The task –
Please repeat all of the lines that follow, exactly as written.

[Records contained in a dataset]
+++

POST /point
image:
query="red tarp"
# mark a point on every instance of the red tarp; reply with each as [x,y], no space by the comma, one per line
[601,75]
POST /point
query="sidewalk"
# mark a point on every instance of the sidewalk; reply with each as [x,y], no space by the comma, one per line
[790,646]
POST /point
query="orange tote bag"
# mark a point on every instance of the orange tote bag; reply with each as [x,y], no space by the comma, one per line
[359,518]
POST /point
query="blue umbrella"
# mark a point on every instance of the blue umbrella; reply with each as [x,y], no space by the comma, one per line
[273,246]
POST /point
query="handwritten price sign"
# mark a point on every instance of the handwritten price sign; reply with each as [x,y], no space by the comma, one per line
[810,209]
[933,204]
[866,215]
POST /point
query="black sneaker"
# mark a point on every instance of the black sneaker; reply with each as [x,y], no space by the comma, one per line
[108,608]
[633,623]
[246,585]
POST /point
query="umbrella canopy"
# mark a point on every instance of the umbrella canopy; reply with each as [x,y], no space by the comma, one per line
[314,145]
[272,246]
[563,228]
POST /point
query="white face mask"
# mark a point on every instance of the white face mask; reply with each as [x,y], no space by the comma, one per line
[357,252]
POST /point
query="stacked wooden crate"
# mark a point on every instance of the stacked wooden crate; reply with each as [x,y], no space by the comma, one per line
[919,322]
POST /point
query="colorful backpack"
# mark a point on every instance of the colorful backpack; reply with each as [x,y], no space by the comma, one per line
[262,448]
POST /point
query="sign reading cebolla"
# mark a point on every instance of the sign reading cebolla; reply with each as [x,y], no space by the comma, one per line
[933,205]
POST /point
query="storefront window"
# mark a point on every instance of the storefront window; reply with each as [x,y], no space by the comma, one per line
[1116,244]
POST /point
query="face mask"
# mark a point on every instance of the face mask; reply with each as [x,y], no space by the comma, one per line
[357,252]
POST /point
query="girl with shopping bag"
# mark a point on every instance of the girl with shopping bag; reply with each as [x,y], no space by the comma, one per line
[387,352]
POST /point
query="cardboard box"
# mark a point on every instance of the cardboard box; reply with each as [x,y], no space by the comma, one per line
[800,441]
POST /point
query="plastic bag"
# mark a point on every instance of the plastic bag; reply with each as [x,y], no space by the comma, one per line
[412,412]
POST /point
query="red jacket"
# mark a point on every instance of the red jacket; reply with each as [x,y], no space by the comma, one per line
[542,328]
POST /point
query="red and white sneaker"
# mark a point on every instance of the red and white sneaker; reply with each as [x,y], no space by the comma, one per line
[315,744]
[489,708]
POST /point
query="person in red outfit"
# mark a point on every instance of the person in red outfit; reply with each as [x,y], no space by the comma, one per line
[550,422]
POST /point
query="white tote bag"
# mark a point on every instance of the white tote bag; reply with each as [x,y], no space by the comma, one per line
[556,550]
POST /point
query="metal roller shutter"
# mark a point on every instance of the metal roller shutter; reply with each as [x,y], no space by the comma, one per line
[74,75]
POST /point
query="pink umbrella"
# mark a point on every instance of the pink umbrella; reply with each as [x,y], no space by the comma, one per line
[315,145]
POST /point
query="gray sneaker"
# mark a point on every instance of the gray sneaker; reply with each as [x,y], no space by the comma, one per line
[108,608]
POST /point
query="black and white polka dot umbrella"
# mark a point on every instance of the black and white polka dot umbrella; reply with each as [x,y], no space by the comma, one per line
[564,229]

+++

Solution below –
POST /point
image:
query="red tarp"
# mark a point on every instance of the red tarp; reply with each as [x,y], no space by the comma, one per line
[601,75]
POST /point
query="sidewalk"
# mark a point on every instance of the sidewalk; reply with each as [x,y], no space by the comma, one per line
[790,646]
POST /point
query="orange tote bag"
# mark a point on every instance of the orange tote bag; reply with each as [x,y], no space by the comma, one per line
[359,518]
POST /point
query="blue umbrella"
# mark a point on every instance of the blue umbrella; reply with each as [x,y], no space by the comma, one per line
[273,246]
POST /point
query="handwritten price sign"
# mark a point on every instance of the handwritten price sign; reply with each as [x,y], no space by the comma, one per line
[810,209]
[933,204]
[866,215]
POST /point
query="black sneaker"
# mark a point on every instance of the black sneaker; reply with each as [x,y], no space by the comma, one per line
[108,608]
[633,623]
[246,585]
POST /point
query="umbrella canopy"
# mark a point on every instance of the umbrella canopy; reply with each as [x,y], no space by the comma, one per line
[314,145]
[272,246]
[563,228]
POST /point
query="white face mask"
# mark a point on every instance of the white face mask; reply with each as [x,y], no space by the comma, one per line
[357,252]
POST /point
query="stacked wooden crate"
# mark a point on every instance of the stacked wooden crate; reply with each as [x,y], no space by the comma, one per line
[919,322]
POST /point
query="colorful backpack"
# mark a point on every instance of the colorful backpack; reply with each as [x,y], no space by the comma, one per line
[262,448]
POST /point
query="sign reading cebolla"
# mark a point on every instance of the sign reading cebolla; reply with each as [x,y], no space by the comma, one per line
[933,205]
POST /point
query="storefront window"
# mark a point on every instance of the storefront window; reply with each as [x,y], no space by the comma, one per line
[1116,244]
POST /point
query="face mask"
# mark a point on every instance of the face mask; reply with each as [x,y], no space by the comma, one per line
[357,252]
POST /point
query="girl with shopping bag"
# mark a point on every instance of the girl with shopping bag; reply with each as [x,y], no space by the comma, one per line
[387,352]
POST /point
query="cardboard box"
# mark a point on every instance of the cardboard box; reply with each as [x,y], no space by the comma, one per line
[800,441]
POST /point
query="plastic bag"
# mark a point on every instance of the plastic bag; reply with each as [x,y], no space by the comma, one per line
[412,412]
POST /point
query="red jacket"
# mark a point on every instance of the red jacket; reply with each as [x,y], no space by the comma, one per line
[542,328]
POST /point
query="red and white sneaker"
# mark a point on every instance of the red and white sneaker; reply with each as [x,y], no space by the comma, one per line
[315,744]
[489,708]
POST /point
query="person in red outfit"
# mark a point on every instance of the person in red outfit; reply with each as [x,y], no space by the comma, one per line
[550,422]
POST /point
query="white tote bag"
# mark a point on every instance of the white tote bag; reply with each as [x,y], no space by the comma, one per line
[556,550]
POST /point
query="metal roller shutter"
# mark a point on every instance of the metal roller shutter; reply with each as [x,y], no space by the comma, one per line
[74,75]
POST /point
query="pink umbrella"
# mark a point on every instance of the pink umbrella; reply with each as [x,y], no space by the comma, one per line
[315,145]
POST /point
query="gray sneaker"
# mark a point on every instance of the gray sneaker; reply with each as [x,y], no space by the comma, one per line
[108,608]
POST /point
query="black and white polka dot umbrella"
# mark a point on every instance of the black and white polka dot umbrella; reply with each as [x,y], no space by the comma, one per line
[564,229]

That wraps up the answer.